(Dataset excerpts on object pointing)
* start *

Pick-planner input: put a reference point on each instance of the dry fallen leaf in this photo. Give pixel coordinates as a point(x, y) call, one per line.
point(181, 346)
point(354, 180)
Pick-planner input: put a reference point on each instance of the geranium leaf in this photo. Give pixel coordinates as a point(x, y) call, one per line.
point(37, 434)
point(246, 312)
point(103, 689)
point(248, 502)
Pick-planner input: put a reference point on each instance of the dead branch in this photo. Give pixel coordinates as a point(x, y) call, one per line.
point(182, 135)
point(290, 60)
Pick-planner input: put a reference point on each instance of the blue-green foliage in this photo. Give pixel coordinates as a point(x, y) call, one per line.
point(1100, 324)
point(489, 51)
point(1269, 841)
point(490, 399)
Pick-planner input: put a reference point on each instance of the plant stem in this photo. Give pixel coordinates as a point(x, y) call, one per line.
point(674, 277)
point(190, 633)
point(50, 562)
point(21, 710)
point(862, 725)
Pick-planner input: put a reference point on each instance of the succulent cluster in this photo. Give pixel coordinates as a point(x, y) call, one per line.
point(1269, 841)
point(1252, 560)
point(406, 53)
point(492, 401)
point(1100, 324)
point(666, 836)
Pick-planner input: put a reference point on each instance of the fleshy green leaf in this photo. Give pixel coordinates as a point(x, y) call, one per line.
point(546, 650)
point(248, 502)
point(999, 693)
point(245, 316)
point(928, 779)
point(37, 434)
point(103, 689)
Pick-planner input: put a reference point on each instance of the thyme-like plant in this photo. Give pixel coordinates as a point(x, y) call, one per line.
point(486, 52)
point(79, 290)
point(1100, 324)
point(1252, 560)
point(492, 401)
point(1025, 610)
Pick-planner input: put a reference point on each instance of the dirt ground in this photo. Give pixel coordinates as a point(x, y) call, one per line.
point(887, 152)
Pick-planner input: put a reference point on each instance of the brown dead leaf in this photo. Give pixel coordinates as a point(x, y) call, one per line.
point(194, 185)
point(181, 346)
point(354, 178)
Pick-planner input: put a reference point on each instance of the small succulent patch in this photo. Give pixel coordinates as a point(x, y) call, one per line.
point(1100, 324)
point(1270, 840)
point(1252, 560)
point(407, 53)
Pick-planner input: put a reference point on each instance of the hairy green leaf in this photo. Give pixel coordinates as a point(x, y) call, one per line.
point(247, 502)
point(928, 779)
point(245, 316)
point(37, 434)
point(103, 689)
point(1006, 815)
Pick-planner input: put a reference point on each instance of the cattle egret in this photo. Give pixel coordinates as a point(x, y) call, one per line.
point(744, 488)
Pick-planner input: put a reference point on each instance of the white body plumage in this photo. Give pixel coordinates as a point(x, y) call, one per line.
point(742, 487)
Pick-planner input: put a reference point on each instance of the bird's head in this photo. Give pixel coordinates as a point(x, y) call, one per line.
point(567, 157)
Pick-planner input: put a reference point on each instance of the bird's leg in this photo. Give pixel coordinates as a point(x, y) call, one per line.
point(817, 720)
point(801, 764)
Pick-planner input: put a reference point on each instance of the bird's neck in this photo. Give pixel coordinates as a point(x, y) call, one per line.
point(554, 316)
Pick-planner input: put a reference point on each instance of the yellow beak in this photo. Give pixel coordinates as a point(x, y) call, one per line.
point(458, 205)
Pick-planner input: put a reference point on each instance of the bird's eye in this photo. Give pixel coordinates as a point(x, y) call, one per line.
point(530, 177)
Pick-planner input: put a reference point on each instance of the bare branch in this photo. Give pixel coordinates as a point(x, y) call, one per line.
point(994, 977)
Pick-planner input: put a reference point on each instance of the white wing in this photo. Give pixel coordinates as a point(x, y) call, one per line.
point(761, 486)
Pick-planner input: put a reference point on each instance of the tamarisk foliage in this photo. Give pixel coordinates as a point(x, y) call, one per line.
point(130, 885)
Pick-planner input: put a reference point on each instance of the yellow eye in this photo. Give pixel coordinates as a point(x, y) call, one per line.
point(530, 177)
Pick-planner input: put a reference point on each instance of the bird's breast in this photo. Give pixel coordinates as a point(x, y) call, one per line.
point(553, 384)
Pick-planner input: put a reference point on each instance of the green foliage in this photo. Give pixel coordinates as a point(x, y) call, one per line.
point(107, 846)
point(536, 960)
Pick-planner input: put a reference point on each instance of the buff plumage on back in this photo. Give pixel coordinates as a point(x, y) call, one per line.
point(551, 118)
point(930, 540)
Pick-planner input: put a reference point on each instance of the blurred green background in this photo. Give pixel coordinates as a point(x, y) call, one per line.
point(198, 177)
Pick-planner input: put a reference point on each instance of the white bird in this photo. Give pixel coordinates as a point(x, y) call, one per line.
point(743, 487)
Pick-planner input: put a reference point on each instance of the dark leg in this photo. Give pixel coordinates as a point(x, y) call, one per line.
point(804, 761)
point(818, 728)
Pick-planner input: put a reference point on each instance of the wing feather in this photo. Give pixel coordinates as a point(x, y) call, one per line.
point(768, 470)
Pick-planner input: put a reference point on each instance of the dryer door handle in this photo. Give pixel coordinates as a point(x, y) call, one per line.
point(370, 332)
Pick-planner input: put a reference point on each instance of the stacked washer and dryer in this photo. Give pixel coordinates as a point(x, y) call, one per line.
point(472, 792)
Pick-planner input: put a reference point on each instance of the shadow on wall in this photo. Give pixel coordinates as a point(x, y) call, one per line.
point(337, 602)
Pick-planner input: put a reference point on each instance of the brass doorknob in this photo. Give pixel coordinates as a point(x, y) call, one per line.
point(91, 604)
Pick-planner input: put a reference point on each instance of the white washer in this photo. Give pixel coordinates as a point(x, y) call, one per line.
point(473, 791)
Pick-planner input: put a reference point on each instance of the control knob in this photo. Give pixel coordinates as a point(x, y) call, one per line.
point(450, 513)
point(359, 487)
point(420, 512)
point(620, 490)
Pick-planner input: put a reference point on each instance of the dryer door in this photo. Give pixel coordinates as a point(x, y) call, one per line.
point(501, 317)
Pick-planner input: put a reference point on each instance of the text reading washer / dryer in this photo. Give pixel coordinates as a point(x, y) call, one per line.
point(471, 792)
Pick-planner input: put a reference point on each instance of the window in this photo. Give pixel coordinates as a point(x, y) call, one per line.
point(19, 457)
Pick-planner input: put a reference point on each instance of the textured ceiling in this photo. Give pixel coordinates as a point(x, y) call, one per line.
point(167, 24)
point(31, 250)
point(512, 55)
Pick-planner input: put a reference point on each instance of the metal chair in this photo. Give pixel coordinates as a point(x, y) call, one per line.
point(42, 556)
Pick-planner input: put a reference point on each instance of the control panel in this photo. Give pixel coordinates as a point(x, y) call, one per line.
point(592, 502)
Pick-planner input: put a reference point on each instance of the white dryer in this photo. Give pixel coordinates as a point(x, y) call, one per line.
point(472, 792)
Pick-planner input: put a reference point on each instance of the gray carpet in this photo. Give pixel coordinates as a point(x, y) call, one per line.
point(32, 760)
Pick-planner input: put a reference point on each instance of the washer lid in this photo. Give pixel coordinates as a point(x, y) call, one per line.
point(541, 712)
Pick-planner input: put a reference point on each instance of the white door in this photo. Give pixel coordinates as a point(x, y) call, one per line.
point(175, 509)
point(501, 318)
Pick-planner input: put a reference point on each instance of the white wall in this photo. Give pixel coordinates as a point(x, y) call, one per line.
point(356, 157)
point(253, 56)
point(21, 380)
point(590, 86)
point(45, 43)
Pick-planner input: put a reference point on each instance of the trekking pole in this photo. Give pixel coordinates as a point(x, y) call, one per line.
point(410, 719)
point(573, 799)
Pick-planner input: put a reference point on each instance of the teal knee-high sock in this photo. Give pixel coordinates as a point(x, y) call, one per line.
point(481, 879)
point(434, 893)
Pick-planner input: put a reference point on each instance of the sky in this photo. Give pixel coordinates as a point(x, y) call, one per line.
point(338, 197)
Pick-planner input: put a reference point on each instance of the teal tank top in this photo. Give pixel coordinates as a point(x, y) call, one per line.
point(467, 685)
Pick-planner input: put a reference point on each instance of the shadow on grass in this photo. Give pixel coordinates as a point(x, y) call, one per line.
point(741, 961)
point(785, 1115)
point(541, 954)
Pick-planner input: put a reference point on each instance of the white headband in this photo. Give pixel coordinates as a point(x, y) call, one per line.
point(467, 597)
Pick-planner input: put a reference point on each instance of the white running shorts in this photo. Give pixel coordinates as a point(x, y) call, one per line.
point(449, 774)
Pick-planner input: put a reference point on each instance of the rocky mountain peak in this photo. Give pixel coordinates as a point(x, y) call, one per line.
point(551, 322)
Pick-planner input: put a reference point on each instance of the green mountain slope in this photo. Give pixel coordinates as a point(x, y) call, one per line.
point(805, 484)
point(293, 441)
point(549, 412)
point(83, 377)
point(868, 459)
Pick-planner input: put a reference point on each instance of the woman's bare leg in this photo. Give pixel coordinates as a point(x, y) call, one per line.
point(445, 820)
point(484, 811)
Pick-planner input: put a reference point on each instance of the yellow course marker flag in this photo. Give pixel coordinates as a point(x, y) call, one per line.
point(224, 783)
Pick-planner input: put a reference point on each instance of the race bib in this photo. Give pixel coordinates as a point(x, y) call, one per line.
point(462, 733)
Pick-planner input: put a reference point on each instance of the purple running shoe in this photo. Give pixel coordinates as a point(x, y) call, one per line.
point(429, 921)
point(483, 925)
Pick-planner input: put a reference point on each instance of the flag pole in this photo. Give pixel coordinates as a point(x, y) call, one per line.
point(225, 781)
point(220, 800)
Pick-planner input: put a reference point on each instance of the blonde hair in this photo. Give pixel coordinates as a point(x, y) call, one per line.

* end *

_EXERCISE_: Rewrite everything from the start of the items down to the line containing "point(354, 178)", swapping "reference point" for "marker point" and leaving all else unchanged.

_RESULT FOR THIS EXERCISE_:
Pick-planner input: put a marker point on each instance of the dry fallen leaf in this photo. Give pixel coordinates as a point(x, y) call, one per line.
point(181, 346)
point(354, 180)
Pick-planner input: put a marker point on each instance of the geranium leaf in this photo. Give pixel coordinates as a point(x, y) call, one per line.
point(37, 434)
point(246, 312)
point(103, 689)
point(248, 502)
Pick-planner input: put a marker point on each instance of the dead branch in this photo. Give pixel coordinates as a point(x, y) call, one per line.
point(182, 135)
point(290, 60)
Pick-planner input: put a marker point on each instance of the blue-green foliage in this photo. Give pixel coordinates as a point(x, y) call, one per line.
point(1100, 324)
point(489, 51)
point(1269, 841)
point(490, 399)
Pick-planner input: put a marker point on each instance of the plant stem in this photo. Give pixel coordinates as a point(x, y) call, one per line.
point(674, 277)
point(190, 633)
point(50, 562)
point(21, 710)
point(862, 725)
Pick-planner input: put a marker point on each instance of the succulent cluster in this photo. Give pixel coordinates as a point(x, y) call, one per line.
point(1269, 841)
point(1252, 560)
point(406, 53)
point(492, 401)
point(1100, 324)
point(666, 836)
Pick-planner input: put a marker point on each instance of the fleshy green leaf in this photo. Give pixel coordinates as a point(x, y) call, one per line.
point(546, 650)
point(248, 502)
point(999, 693)
point(245, 316)
point(928, 779)
point(37, 434)
point(103, 689)
Pick-planner input: put a marker point on each instance of the thyme-like plant in this photo. Give pixel coordinates as a point(x, y) call, one per line.
point(486, 52)
point(79, 290)
point(1100, 324)
point(1252, 560)
point(492, 401)
point(1025, 610)
Pick-planner input: put a marker point on each instance of the dirt ground in this photo. Give pixel coordinates as a point(x, y) call, one per line.
point(887, 152)
Pick-planner input: put a marker point on each instance of the brown dead leaf in this photo. Give pixel coordinates as a point(x, y) call, one per line.
point(194, 185)
point(181, 346)
point(354, 178)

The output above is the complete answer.